[Saved data entries]
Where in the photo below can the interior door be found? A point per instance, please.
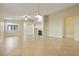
(69, 26)
(1, 35)
(13, 37)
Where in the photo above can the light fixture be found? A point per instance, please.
(38, 17)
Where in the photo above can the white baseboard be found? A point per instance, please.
(55, 36)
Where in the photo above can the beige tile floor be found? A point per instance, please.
(39, 46)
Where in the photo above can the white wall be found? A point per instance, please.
(55, 25)
(76, 29)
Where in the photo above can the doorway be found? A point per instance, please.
(69, 26)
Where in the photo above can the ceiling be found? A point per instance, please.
(20, 9)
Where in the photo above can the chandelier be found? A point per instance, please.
(36, 18)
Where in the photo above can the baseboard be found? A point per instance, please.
(55, 36)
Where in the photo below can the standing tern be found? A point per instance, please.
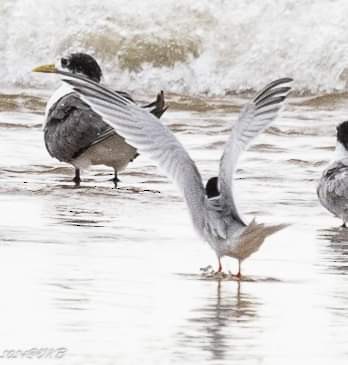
(73, 133)
(332, 189)
(212, 208)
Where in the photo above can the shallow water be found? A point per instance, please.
(114, 275)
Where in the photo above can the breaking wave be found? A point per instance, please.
(183, 46)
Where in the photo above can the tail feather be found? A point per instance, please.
(254, 236)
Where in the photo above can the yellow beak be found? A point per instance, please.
(46, 69)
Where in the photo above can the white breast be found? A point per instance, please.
(340, 152)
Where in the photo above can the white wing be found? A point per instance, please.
(144, 131)
(254, 118)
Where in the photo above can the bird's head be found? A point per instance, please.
(212, 189)
(342, 134)
(77, 63)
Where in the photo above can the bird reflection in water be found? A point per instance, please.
(335, 252)
(220, 329)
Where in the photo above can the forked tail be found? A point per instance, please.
(254, 235)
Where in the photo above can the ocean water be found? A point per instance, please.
(183, 46)
(113, 276)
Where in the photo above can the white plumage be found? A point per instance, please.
(216, 220)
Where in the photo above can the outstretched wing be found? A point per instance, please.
(255, 117)
(144, 131)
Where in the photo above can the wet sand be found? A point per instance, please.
(114, 275)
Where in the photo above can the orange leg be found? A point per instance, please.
(239, 273)
(220, 266)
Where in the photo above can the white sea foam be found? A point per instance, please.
(184, 46)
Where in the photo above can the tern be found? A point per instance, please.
(332, 189)
(73, 133)
(212, 207)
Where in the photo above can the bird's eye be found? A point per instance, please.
(64, 62)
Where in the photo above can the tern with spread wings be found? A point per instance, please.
(212, 208)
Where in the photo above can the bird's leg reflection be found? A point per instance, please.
(221, 320)
(77, 179)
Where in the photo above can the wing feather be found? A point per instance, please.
(255, 117)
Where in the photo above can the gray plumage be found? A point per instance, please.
(333, 189)
(72, 127)
(216, 220)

Exercise goal
All lines from the one that contains "Where in the photo above can the tern with" to the last line above must be given again exactly, with both included and nothing added.

Solution for this exercise
Where in the photo above can the tern with spread wings be found? A point per instance, please.
(212, 208)
Where in the photo above can the bird's leg reflection be found? A point per instance, please.
(221, 320)
(77, 179)
Where in the photo above can the wing feather be found? A point per instance, please.
(255, 117)
Where in the photo above can the gray plumage be found? A point per instance, please.
(333, 189)
(72, 127)
(216, 220)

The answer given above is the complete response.